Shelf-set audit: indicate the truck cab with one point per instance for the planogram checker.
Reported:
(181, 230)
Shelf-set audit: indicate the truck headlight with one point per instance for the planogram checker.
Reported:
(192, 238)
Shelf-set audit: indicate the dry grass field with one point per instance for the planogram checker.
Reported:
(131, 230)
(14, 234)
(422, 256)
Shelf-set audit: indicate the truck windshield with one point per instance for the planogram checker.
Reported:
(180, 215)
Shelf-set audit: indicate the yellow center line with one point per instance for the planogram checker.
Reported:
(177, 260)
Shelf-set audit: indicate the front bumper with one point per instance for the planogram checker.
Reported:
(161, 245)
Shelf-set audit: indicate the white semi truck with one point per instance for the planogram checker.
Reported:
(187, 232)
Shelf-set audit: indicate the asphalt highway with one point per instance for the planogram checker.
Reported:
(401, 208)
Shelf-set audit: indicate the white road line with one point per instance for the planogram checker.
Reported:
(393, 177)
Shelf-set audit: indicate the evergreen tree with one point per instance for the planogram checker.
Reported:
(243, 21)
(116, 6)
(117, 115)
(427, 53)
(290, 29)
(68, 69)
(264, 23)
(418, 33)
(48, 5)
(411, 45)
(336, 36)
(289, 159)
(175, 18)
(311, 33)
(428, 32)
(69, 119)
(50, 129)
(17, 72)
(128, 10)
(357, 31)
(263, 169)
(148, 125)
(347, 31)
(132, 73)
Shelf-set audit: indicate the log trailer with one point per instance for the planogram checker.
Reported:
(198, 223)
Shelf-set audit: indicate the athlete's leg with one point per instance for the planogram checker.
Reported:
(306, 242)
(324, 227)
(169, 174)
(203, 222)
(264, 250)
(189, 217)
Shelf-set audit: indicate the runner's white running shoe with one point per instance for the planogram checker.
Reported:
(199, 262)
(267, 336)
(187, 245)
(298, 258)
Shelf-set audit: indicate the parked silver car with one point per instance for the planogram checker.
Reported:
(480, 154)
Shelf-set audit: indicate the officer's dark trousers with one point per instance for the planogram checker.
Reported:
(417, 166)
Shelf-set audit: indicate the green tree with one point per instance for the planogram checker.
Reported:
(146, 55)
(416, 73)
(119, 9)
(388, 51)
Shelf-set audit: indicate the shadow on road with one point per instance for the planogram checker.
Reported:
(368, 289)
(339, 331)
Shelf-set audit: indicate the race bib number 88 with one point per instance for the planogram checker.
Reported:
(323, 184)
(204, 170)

WHAT TO WORK ON -
Reproduce, word for word and in full, only the lines above that start at the line with "Shelf-set audit: indicate the yellow" and run through the line with "Shelf-set audit: indicate the runner's", both ends included.

SOLUTION TO THIS PROBLEM -
Shelf-set audit: indicate the yellow center line with one point per instance for the planogram checker.
Reported:
(177, 260)
Shelf-set audit: indicate the front bumper with one point per instance for the planogram checker.
Reported:
(161, 245)
Shelf-set audit: indicate the white semi truck with one point per instance for the planogram checker.
Reported:
(187, 232)
Shelf-set audit: indicate the asphalt highway with one point per instance for the planogram checker.
Reported:
(401, 208)
Shelf-set audit: indicate the white road line with one point per instance for the planogram checker.
Reported:
(393, 177)
Shelf-set audit: indicate the evergreen tree with one point per instance for the planogram checker.
Reported:
(243, 21)
(116, 6)
(117, 115)
(427, 53)
(290, 29)
(68, 69)
(264, 23)
(418, 33)
(48, 5)
(411, 45)
(336, 36)
(289, 159)
(175, 18)
(311, 33)
(428, 32)
(69, 119)
(50, 129)
(17, 72)
(128, 10)
(357, 31)
(263, 169)
(148, 125)
(347, 31)
(132, 73)
Shelf-set audit: indicate the log trailer with one point per instance for the planogram checker.
Reported:
(198, 223)
Shelf-set audit: indicate the athlete's leg with one point per instance for the planogram checker.
Reported:
(306, 242)
(324, 227)
(169, 174)
(203, 222)
(264, 250)
(189, 217)
Shelf-set audit: indicate the runner's white running shoe with one point per instance for the planogram checker.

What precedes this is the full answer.